--- Begin DATA SECTION ---

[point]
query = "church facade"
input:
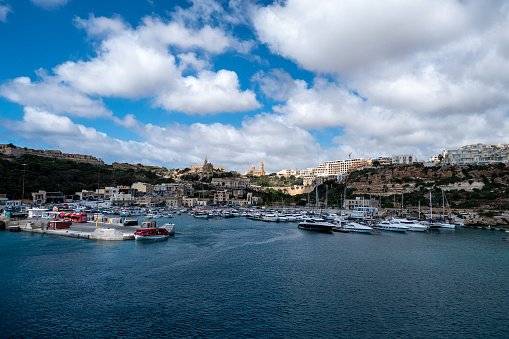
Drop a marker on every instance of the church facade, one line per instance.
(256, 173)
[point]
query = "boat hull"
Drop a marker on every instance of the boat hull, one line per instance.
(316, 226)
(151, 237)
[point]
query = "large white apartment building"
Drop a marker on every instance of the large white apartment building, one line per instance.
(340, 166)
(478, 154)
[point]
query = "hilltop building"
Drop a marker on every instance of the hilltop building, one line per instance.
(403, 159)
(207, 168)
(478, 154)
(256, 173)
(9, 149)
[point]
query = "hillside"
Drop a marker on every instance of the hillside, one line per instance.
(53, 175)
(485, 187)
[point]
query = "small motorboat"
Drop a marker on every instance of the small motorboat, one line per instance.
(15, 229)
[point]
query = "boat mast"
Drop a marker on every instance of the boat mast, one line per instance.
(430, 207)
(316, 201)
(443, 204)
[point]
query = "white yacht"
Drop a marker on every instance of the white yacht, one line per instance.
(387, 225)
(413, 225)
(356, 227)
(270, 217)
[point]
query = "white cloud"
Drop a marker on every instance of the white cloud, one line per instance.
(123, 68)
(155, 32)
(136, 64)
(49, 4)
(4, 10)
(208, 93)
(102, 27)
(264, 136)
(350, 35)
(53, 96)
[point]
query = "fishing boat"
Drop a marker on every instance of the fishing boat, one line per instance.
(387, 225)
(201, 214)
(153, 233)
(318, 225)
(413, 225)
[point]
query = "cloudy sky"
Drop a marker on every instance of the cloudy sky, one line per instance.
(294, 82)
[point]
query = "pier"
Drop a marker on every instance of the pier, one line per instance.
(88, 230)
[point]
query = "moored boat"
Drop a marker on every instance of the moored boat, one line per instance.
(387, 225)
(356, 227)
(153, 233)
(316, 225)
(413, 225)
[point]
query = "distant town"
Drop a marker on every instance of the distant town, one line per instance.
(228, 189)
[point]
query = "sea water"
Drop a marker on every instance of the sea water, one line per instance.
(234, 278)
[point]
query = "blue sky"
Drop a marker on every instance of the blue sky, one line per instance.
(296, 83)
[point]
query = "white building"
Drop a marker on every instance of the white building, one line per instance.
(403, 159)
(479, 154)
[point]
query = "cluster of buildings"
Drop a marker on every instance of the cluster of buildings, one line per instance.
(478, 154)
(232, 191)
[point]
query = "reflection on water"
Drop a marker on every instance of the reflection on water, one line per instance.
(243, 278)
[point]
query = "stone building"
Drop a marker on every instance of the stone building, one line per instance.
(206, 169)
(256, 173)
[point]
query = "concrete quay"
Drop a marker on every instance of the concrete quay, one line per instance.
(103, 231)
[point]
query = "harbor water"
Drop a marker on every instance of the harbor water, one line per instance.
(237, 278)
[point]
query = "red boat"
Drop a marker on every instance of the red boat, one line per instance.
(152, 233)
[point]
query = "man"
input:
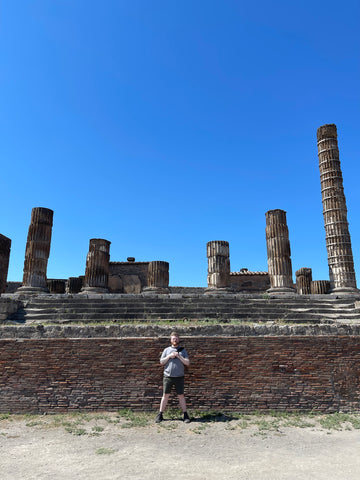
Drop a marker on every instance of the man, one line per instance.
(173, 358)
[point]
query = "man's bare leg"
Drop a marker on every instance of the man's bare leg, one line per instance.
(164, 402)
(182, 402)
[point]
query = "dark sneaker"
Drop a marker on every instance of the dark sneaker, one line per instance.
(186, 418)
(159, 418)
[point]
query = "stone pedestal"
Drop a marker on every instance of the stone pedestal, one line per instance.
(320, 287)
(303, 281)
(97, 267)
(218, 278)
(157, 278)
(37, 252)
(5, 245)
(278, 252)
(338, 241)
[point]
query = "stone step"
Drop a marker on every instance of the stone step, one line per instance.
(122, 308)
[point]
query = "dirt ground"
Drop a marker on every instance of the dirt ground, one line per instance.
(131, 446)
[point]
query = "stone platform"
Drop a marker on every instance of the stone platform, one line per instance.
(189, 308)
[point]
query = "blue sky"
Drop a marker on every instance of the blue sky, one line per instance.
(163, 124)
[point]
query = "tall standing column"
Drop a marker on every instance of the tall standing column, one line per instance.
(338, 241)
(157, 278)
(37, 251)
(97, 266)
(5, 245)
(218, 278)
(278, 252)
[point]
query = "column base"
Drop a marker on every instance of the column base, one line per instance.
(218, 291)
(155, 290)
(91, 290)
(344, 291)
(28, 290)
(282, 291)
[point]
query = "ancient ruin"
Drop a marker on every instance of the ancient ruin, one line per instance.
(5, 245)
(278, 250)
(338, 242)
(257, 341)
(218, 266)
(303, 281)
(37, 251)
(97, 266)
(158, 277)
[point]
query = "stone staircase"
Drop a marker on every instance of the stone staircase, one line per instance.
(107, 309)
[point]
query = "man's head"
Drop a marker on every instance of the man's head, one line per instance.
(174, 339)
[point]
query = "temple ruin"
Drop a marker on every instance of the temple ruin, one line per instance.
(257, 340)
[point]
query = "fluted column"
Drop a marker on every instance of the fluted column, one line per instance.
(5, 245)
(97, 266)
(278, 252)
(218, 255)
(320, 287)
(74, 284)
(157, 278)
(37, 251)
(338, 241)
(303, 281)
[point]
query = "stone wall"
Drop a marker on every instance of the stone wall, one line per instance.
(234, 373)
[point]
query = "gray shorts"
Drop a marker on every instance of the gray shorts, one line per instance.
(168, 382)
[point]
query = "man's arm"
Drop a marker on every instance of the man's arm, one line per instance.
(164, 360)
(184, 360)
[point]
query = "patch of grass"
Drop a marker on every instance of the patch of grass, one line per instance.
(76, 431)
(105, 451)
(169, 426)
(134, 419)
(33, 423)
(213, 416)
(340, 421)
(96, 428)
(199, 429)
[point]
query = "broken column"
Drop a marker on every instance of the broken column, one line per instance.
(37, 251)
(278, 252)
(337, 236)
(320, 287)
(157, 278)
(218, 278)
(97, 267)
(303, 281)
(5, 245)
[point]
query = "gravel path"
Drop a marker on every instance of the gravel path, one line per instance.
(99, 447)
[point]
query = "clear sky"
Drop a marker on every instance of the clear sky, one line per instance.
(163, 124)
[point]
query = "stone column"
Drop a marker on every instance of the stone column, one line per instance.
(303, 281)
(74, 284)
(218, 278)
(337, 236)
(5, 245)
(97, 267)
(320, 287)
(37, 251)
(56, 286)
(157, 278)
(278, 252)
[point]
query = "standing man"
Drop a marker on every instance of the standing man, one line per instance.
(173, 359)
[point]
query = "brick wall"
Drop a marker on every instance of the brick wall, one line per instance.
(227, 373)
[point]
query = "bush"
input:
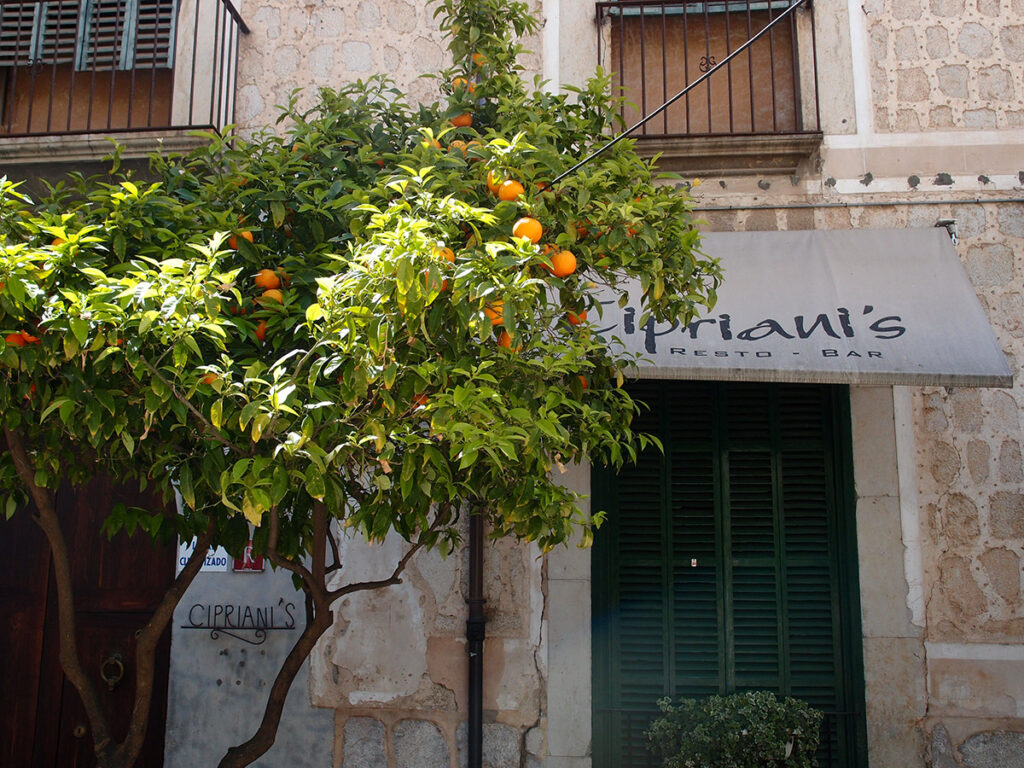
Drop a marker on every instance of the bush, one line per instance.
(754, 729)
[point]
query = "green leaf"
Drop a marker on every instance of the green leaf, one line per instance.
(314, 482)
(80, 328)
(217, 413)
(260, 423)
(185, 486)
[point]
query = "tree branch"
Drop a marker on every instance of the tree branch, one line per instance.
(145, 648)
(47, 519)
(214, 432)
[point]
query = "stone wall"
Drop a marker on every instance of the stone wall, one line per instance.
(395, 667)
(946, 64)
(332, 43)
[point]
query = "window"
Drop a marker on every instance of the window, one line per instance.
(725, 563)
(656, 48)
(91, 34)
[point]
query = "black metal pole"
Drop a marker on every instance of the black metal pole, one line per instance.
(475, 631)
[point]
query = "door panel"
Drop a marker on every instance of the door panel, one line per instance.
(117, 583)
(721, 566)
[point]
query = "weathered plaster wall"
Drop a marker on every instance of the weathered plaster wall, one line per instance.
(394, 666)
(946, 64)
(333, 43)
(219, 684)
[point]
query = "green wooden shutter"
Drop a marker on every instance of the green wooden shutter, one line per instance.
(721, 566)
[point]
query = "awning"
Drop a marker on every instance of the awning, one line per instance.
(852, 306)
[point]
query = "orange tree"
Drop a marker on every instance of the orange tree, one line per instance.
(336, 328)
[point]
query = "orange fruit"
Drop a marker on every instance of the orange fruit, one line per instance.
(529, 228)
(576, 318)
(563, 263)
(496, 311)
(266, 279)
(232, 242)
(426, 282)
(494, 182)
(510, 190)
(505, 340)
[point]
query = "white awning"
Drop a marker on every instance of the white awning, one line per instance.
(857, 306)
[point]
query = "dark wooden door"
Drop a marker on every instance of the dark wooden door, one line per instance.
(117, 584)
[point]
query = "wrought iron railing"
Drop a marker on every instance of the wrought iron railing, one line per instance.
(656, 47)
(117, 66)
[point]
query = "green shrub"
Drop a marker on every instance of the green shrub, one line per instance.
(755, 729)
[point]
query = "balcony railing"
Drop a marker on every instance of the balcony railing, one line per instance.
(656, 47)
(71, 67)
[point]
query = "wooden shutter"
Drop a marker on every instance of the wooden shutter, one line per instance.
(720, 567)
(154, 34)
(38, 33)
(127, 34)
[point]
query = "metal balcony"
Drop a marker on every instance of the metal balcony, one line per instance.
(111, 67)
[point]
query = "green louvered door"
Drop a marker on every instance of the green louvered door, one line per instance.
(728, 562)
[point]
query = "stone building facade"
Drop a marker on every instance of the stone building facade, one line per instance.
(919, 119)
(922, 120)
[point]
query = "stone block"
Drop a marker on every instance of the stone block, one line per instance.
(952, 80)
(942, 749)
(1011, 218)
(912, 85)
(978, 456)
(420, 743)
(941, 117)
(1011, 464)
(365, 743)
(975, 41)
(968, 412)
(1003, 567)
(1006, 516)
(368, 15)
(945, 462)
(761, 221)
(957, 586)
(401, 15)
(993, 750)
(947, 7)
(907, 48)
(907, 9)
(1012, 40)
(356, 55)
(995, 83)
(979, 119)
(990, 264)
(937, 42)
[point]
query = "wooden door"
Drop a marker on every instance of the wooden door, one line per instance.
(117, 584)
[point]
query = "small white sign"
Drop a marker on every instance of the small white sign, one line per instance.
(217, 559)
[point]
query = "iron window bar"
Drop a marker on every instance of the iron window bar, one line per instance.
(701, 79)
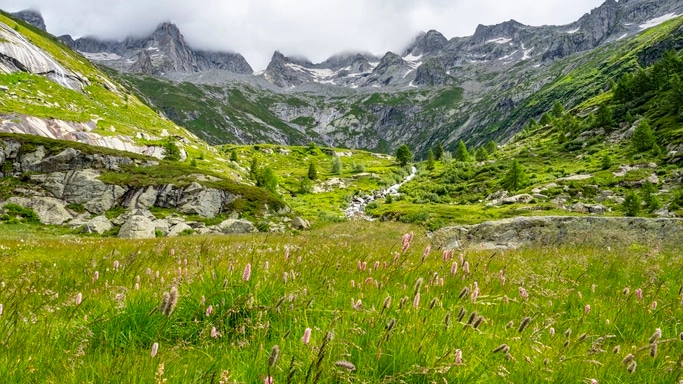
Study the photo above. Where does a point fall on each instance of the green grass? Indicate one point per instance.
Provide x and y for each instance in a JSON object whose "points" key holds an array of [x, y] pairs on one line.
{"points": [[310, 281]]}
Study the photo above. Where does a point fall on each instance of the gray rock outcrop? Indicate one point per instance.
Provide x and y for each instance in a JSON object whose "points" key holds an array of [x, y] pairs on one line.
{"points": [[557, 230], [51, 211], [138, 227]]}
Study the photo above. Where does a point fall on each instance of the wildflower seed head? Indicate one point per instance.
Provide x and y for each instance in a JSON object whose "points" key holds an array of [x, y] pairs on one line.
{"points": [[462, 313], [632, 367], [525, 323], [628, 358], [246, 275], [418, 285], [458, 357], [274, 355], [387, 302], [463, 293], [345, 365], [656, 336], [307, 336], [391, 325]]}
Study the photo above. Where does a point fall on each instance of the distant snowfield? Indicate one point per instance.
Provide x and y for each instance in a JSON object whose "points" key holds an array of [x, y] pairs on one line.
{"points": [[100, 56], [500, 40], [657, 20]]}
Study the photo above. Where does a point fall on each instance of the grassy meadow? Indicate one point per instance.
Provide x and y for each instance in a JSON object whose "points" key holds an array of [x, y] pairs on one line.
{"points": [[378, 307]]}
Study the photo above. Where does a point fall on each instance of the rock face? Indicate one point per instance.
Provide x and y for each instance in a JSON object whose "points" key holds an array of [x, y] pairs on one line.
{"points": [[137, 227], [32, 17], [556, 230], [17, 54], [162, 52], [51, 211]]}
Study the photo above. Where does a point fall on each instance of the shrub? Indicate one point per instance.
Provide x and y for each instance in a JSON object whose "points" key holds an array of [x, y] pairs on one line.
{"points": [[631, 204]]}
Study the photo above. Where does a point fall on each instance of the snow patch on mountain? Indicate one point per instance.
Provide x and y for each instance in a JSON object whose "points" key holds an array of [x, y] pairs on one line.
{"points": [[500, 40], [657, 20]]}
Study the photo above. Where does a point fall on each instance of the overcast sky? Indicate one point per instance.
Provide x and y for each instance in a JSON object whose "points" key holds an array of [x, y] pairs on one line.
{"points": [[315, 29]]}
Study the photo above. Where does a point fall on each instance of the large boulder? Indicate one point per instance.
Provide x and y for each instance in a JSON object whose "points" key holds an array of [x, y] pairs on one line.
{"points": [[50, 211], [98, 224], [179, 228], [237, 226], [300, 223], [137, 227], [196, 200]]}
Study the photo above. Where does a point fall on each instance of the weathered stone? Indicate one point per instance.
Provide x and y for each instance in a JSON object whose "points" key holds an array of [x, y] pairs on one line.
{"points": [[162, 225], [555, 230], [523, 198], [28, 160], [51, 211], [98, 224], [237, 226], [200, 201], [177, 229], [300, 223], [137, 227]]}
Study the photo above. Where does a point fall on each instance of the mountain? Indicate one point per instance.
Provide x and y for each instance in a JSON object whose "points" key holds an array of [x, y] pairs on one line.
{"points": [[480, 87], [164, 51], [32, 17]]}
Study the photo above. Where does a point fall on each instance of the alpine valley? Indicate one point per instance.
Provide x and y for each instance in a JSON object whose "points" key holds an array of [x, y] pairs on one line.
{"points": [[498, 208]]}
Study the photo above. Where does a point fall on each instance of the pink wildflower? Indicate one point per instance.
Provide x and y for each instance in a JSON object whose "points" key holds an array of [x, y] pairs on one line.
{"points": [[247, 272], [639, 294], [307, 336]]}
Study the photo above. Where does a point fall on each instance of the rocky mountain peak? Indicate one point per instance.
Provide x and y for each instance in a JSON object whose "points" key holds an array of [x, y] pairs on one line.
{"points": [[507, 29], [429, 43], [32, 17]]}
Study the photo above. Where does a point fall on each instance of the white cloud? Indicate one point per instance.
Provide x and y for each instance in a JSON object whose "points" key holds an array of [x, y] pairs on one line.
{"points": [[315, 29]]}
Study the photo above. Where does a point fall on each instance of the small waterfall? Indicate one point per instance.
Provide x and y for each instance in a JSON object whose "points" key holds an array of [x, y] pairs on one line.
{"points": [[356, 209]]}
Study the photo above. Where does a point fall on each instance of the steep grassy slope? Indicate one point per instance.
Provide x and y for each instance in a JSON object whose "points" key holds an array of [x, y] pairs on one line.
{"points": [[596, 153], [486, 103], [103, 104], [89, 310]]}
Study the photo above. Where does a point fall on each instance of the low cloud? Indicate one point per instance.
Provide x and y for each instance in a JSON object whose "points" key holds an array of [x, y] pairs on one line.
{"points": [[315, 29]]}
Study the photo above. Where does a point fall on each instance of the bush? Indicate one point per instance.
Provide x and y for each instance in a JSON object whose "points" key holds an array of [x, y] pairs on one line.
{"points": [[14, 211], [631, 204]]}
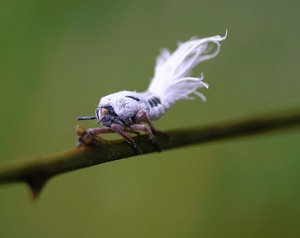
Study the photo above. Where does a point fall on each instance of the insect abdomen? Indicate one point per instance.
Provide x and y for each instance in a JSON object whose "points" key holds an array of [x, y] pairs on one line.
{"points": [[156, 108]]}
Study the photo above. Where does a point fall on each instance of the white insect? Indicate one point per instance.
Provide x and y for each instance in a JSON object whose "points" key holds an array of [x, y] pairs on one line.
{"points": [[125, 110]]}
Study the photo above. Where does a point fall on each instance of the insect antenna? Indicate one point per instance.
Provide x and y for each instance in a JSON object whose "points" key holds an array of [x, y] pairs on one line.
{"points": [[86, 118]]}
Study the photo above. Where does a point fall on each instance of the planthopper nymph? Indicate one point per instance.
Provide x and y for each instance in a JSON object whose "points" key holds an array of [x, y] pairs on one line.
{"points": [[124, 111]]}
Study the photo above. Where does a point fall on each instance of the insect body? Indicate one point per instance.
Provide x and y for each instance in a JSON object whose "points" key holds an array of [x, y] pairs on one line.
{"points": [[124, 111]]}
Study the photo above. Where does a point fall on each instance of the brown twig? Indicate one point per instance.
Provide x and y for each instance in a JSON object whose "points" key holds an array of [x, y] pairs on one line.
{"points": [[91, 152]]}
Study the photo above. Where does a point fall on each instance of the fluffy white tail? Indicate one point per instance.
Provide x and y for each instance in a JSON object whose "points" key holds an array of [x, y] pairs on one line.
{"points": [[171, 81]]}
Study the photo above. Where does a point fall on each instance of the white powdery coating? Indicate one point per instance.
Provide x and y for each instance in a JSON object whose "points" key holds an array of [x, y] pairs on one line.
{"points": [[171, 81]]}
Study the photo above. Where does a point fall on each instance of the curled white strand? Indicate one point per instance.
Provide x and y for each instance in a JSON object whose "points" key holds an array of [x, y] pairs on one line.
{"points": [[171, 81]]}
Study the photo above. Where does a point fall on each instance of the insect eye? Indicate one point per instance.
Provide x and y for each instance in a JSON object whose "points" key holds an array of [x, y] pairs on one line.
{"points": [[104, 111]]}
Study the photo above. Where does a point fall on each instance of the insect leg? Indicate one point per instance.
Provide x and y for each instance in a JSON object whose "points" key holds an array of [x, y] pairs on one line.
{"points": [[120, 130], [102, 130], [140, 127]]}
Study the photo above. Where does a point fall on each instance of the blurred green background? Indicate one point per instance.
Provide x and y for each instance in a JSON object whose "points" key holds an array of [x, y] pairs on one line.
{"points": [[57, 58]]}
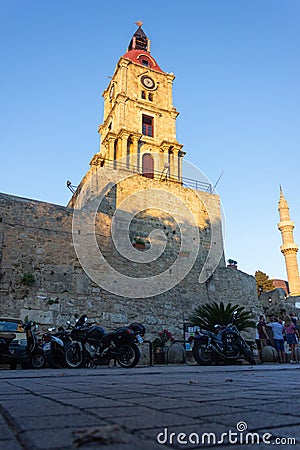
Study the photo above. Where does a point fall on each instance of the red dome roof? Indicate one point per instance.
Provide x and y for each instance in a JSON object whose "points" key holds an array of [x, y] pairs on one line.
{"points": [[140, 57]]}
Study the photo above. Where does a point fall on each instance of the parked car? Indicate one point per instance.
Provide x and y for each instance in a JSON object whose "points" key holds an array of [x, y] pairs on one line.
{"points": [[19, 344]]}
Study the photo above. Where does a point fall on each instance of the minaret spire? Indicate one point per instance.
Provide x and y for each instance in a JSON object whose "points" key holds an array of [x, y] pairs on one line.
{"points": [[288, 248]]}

--- End DATA SECTION ---

*WRITTEN INSTRUCTION*
Reproduce the records above exactly, starting with the line that contains "roof? Indicate one point per instance." and ending with the last line.

*SOLUTION TO THIS PROBLEM*
Study the photo above. Where does a point fall on each instance of the red dome roof? Indicate one point per instance.
Provide x and y for each instance in a JSON object whose "points" key holds an array of [x, y] pairs on one line.
{"points": [[140, 57]]}
Study the photo above. Where does a point fall on each instance of the parked car? Indicate one point per instance.
Provide x and y for each instance in a JSON object whose "points" key holds an array of [x, y] pairs on one line.
{"points": [[19, 344]]}
Study the photo above. Where does a point fall on each instance of the minaret spire? Indicate one point per instance.
Provide x and y for each instance in a JSON object whose "points" key holds an array of [x, y] pairs on one line.
{"points": [[288, 248]]}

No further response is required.